## DO THIS
Please rewrite the rows below, replacing "in this photo" with "in this image" wherever it occurs and changing nothing else. Leave the pictures out of your answer.

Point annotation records

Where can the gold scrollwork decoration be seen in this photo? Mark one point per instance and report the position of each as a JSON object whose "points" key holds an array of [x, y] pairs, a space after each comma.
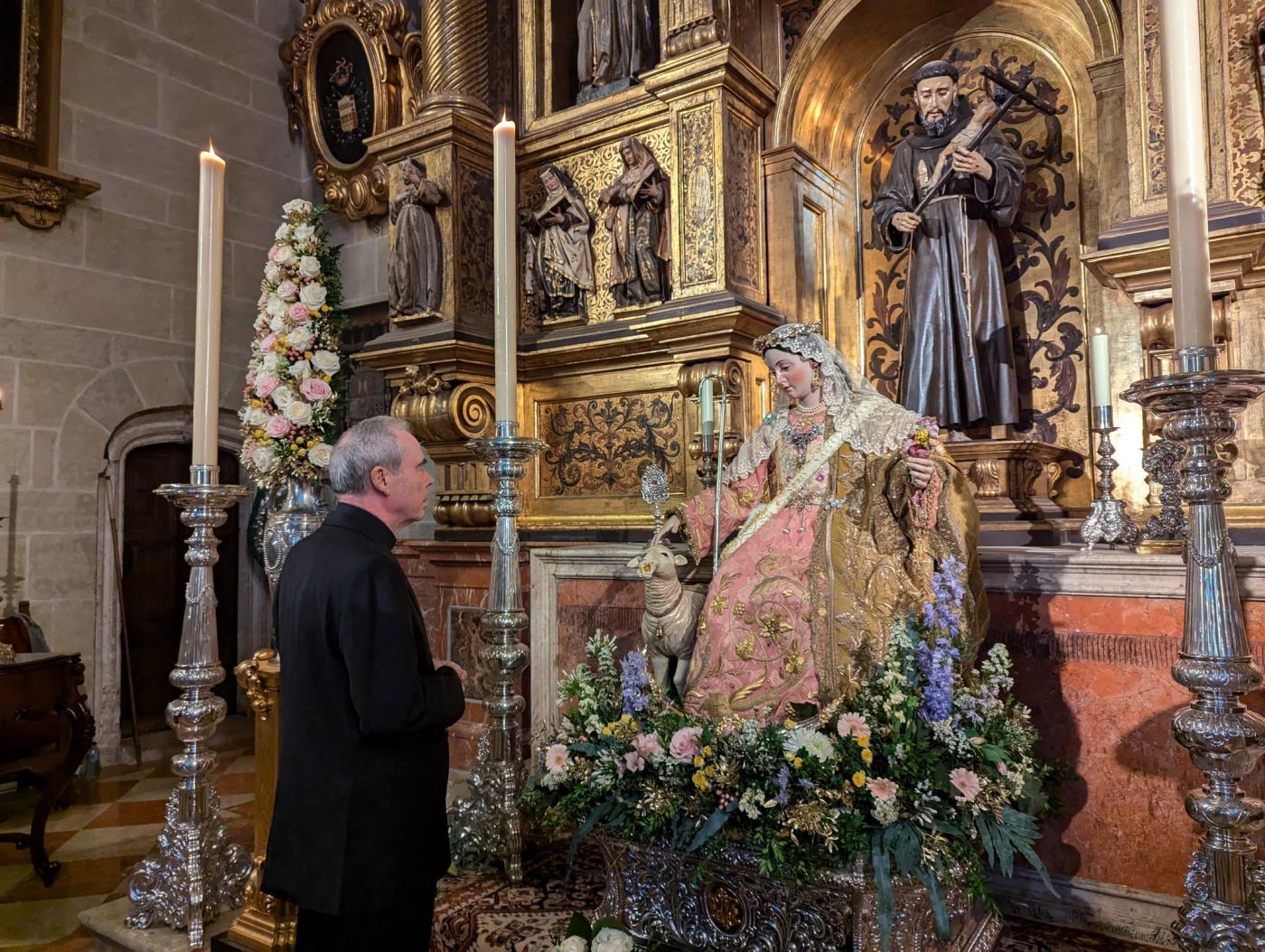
{"points": [[356, 187]]}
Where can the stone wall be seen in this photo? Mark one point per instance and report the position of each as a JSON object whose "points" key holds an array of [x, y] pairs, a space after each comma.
{"points": [[97, 315]]}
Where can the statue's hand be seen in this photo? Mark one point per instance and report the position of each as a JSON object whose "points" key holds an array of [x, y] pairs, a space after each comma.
{"points": [[971, 163], [906, 221], [921, 470]]}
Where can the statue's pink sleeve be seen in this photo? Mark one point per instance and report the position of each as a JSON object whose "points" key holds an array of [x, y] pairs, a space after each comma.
{"points": [[736, 500]]}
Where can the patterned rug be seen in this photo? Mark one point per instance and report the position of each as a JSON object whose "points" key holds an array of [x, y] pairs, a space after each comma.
{"points": [[483, 913]]}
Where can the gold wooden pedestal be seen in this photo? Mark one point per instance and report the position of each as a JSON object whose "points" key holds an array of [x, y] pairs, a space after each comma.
{"points": [[266, 923]]}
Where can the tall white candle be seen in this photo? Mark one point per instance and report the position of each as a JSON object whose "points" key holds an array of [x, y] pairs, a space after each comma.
{"points": [[1185, 145], [505, 250], [706, 408], [211, 269], [1100, 369]]}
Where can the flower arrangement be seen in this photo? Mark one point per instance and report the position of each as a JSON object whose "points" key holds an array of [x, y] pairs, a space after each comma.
{"points": [[287, 410], [927, 771]]}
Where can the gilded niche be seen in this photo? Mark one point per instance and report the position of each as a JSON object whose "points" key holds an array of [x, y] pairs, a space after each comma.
{"points": [[596, 446], [1037, 253]]}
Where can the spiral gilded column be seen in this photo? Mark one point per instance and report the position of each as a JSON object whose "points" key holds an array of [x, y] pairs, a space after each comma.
{"points": [[455, 69]]}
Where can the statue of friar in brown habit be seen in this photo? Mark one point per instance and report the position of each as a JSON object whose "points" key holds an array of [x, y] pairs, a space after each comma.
{"points": [[957, 358]]}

## EXERCISE RESPONSE
Where can the gold scrollwork decoration be seen in this image? Mark one point per instance and report the position of each as a JSON object whose "points" key holds an array of [x, y] pairs, a space after each comma.
{"points": [[356, 187]]}
Where can the stone wall be seen in this image? Mark one point per instance and report the position of each as a JSON object whose "points" key holds an array of [x, y] pairs, a space after each comma.
{"points": [[97, 315]]}
Where can the statue's hand be seen in this image? Mark one point per instance and report the position of each as a JSON object whose "points" key holds an array of [x, y] pairs, a space after each comma.
{"points": [[971, 163], [906, 221], [921, 470]]}
Where can the statue's pink sleeve be seen in this image? Mark one point per instance and report the position of each as a JSON object whose "points" key holds an array of [x, y] pairs, a space after each comma.
{"points": [[736, 500]]}
Where can the patterned rug be seen in this image? Mark one point per instance and report the position of each as a JSON object whose "points" key holds an array of [x, y] pairs, a space after each comma.
{"points": [[483, 913]]}
Where can the gold wooden pedestal be seen in this image? Mark one point per instance and report the position of each as a JSON object whose "points" key holds an array of [x, y] pairs, a space after each comma.
{"points": [[266, 923]]}
Where can the tall white candle be seen in this image? Mark one point per instance and report the position of each as a JSON object whose "points" key holds an array of [x, y] pairs, a space after each comma.
{"points": [[1185, 145], [505, 250], [706, 408], [211, 269], [1100, 369]]}
Where can the flower arrangement be seen in this image? Mark one point per instance and report the position of each as a JSON object whose "points" key holds an array of [x, y] pairs, a space after each comma.
{"points": [[287, 410], [927, 771]]}
Where can the gilded niche be seen in this image? Mark one point per instance and report the position of each as a JSON object whose "points" key holds an array of [x, y] pairs, a space after each comma.
{"points": [[596, 446], [1037, 253]]}
Where can the spiral gilded column be seen in this image? Mark one point per instance and report the position of each as a JSON object whose "points" key holds an array of [x, y] pairs, a space after each comma.
{"points": [[455, 69]]}
Where can the statue of friar in brown habit be seen in this image? Mark one point per instance and report the position of each as a JSON object whose "points" key holds an array of [x, y] pairs, a space after each comma.
{"points": [[957, 358]]}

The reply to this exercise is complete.